__Exercise__. Copy the passage below on detecting web application attacks word for word, from "FIG. 3 is a" up to and including "to the invention.".

__Extract to read__.

Third, the existence of an attack is determined by checking the whole of the HTTP traffic, and if the attack is determined to be done, recombined HTTP traffic can be modulated and sent. That is, e.g. the cancellation of social security number and the modulation of html and JavaScript tag may be conducted.

Fourth, since the existence of an attack is determined through the semantic analysis to the whole of the recombined HTTP traffic, without checking only packets, the false positive rate can be considerably reduced.

FIG. 3 is a flow chart showing an exemplary procedure of a method of detecting a web application attack according to an embodiment, FIG. 4 is an illustration for explaining the meaning of recombination of HTTP traffic which is adapted to the method of the invention, and FIG. 5A to 5D are illustrations for explaining a function of the SQL parser which is adapted to the invention.

In the first step, when packets forming HTTP traffic are received during network-communication with external servers, the WAF aligns the packets in sequence, removes headers of the respective packets to leave only payload parts of the respective packets, and recombines the HTTP traffic using the payload parts (502). Here, the recombination of the HTTP traffic means the collecting of only the payload parts through analyzing the header parts of the packets and aligning the packets in sequence. That is, the recombination means that as shown in FIG. 4, the respective packets are arranged in order of their sequence, and only the payload parts 42 of the packets 40 are combined. That is, as shown in FIG. 4, the packets 40, forming the HTTP traffic, each consist of a header part 41 and a payload part 42, so that according to the present invention, only the payload parts are separated from the packets and the HTTP traffic is recombined using the payload parts. Specifically, the HTTP traffic comes to a destination computer (or server) while their data being furthermore divided into sub data units as it comes to a lower layer, e.g. L7 (Layer 7)→L6→L5→L4→L3→L2→L1. The data unit at L4 is a packet. Here, in the packet, the header part (also referred to as a ‘header’) contains information such as the sequence of the packet, and the payload part (also referred to as ‘payload’) contains the actual data such as the part of the source and destination of the material transmitted over a network. The present invention recombines only the payload parts of the respective packets.

__Given information__.
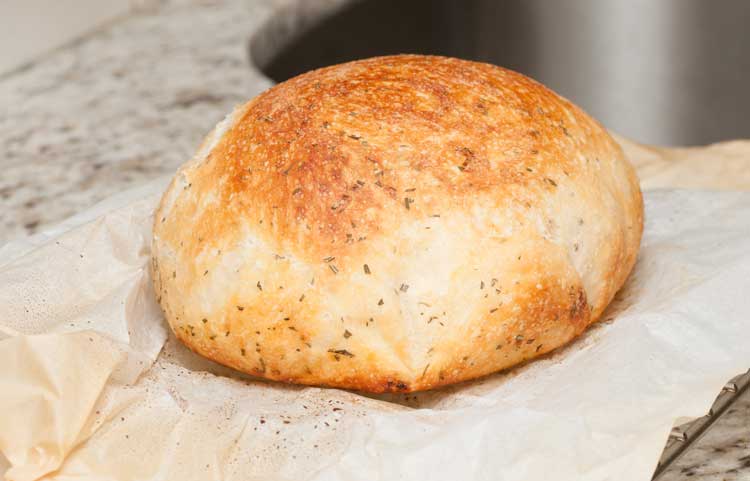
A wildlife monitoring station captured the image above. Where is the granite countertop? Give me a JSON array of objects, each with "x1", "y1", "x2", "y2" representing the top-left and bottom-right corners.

__Task output__.
FIG. 3 is a flow chart showing an exemplary procedure of a method of detecting a web application attack according to an embodiment, FIG. 4 is an illustration for explaining the meaning of recombination of HTTP traffic which is adapted to the method of the invention, and FIG. 5A to 5D are illustrations for explaining a function of the SQL parser which is adapted to the invention.